__Page text__:
********
All interested in the department of American literature to which the
HISTORICAL MAGAZINE belongs, must appreciate the ability with which it
is conducted, and the laborious and indefatigable zeal of its Editor, in
collecting and placing on its pages, beyond the reach of oblivion and
loss, the scattered and perishing materials necessary to the elucidation
of historical and biographical topics, whether relating to particular
localities or the country at large; and it was as gratifying as
unexpected to receive the proffer, without limitation, of the use of
that publication for this occasion.

The spirited discussion, by earnest scholars, of special questions,
although occasionally assuming the aspect of controversy, will be not
only tolerated but welcomed by liberal minds. Let champions arise, in
all sections of the Republic, to defend their respective rightful claims
to share in a common glorious inheritance and to inscribe their several
records in our Annals. Feeling the deepest interest in the Historical,
Antiquarian, and Genealogical Societies of Massachusetts, and yielding
to none in keen sensibility to all that concerns the ancient honors of
the Old Bay State and New England, generally, I rejoice to witness the
spirit of a commemorative age kindling the public mind, every where, in
the Middle, Western and Southern States.

The courtesy extended to me is evidence that while, by a jealous
scrutiny and, sometimes, perhaps, a sharp conflict, we are reciprocally
imposing checks upon loose exaggerations and overweening pretensions, a
comprehensive good feeling predominates over all; truth in its purity is
getting eliminated; and characters and occurrences, in all parts of the
country, brought under the clear light of justice.

The aid I have received, in the following discussion, from the
publications and depositories of historical associations and the
contributions of individuals, like Mr. Goodell, Doctor Moore, and
others, engaged in procuring from the mother country and preserving all
original tracts and documents, whenever found, belonging to our Colonial
period, demonstrate the importance of such efforts, whether of Societies
or single persons. In this way, our history will stand on a solid
foundation, and have the lineaments of complete and exact truth.

Notwithstanding the distance from the place of printing, owing to the
faithful and intelligent oversight of the superintendent of the press
and the vigilant core of the compositors, but few errors, I trust, will
be found, beyond what are merely literal, and every reader will
unconsciously, or readily, correct for himself.
********
[Entries taken from a collection]
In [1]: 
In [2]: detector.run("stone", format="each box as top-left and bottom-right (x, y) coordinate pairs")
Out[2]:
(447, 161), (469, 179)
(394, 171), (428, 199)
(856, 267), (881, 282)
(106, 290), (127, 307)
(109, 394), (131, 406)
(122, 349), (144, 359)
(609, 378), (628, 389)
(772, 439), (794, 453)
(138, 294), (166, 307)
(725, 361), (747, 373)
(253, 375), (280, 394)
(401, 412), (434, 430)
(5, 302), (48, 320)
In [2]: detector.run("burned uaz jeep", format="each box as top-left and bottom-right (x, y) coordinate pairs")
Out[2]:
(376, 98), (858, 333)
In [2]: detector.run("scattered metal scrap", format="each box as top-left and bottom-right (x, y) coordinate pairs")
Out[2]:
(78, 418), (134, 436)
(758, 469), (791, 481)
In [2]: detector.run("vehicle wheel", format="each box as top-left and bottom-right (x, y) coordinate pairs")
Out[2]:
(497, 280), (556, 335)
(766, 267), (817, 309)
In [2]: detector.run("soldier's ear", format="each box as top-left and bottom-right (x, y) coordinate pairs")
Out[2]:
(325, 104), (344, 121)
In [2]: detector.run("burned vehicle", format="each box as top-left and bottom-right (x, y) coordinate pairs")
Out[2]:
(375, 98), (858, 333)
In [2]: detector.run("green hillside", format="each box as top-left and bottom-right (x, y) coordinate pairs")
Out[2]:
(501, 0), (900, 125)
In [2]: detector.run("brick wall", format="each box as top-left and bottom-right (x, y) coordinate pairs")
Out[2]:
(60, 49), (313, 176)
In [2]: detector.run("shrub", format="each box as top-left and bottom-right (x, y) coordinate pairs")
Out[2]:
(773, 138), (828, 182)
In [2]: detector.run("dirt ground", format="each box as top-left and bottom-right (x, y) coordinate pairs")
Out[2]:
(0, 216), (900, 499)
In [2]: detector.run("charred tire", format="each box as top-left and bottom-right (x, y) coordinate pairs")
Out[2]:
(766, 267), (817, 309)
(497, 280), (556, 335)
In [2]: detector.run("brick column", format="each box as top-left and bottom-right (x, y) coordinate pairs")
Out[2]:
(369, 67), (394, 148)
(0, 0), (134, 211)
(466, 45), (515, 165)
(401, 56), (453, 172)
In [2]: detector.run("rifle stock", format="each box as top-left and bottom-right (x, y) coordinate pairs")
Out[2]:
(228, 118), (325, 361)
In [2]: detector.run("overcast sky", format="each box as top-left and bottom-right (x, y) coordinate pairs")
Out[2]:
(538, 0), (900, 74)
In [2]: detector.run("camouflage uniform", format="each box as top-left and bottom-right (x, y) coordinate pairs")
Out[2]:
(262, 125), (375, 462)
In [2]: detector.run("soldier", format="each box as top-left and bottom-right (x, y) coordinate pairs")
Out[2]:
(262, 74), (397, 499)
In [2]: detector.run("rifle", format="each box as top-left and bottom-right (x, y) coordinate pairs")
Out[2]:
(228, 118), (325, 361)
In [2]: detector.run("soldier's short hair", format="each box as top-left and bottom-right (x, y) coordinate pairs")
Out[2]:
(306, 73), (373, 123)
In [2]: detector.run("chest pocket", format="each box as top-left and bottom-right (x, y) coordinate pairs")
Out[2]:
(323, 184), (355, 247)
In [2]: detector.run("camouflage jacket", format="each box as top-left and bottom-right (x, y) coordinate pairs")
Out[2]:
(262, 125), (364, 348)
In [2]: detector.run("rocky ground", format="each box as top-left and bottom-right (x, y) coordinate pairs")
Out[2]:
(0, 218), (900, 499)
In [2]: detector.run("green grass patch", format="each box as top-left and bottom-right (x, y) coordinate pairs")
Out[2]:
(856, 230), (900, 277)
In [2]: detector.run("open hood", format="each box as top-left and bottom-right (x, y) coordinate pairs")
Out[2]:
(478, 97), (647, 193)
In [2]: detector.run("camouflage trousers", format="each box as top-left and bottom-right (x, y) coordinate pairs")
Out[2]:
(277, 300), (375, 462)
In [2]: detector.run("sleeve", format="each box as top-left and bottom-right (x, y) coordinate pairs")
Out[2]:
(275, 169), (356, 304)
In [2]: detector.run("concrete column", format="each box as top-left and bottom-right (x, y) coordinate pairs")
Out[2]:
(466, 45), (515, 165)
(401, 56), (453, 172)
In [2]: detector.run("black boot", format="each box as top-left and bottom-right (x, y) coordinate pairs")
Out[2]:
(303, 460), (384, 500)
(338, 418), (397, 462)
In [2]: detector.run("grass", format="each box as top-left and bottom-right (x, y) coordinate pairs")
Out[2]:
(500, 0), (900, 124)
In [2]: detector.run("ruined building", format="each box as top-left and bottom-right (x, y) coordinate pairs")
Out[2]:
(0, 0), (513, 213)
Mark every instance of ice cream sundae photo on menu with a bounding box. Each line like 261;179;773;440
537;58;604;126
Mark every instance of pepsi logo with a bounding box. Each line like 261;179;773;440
********
__Objectives__:
(1) List the kinds of Massachusetts societies that the passage about the Historical Magazine names.
(2) In the passage about the Historical Magazine, what did the writer receive the offer to use without limitation?
(3) Continue the passage about the Historical Magazine from its final sentence.

__Set of answers__:
(1) Historical, Antiquarian, and Genealogical

(2) The writer received the offer to use the HISTORICAL MAGAZINE for this occasion.

(3)
C. W. U.
SALEM, MASSACHUSETTS.




TABLE OF CONTENTS.


_Page._

INTRODUCTION. 1

I.

THE CONNECTION OF THE MATHERS WITH THE SUPERSTITIONS OF THEIR
TIME. 1

II.

THE GOODWIN CHILDREN. SOME GENERAL REMARKS UPON THE
CRITICISMS OF THE NORTH AMERICAN REVIEW. 4

III.

COTTON MATHER AND THE GOODWIN CHILDREN. JOHN BAILY. JOHN
HALE. GOODWIN'S CERTIFICATES. MATHER'S IDEA OF WITCHCRAFT
AS A WAR WITH THE DEVIL. HIS USE OF PRAYER. CONNECTION
BETWEEN THE CASE OF THE GOODWIN CHILDREN AND SALEM
WITCHCRAFT. 6

IV.

THE RELATION OF THE MATHERS TO THE ADMINISTRATION OF
MASSACHUSETTS, IN 1692. THE NEW CHARTER. THE GOVERNMENT
UNDER IT ARRANGED BY THEM. ARRIVAL OF SIR WILLIAM PHIPS. 12

V.

THE SPECIAL COURT OF OYER AND TERMINER. HOW IT WAS
ESTABLISHED. WHO RESPONSIBLE FOR IT. THE GOVERNMENT OF THE
PROVINCE CONCENTRATED IN ITS CHIEF-JUSTICE. 15

VI.

COTTON MATHER'S CONNECTION WITH THE COURT. SPECTRAL EVIDENCE.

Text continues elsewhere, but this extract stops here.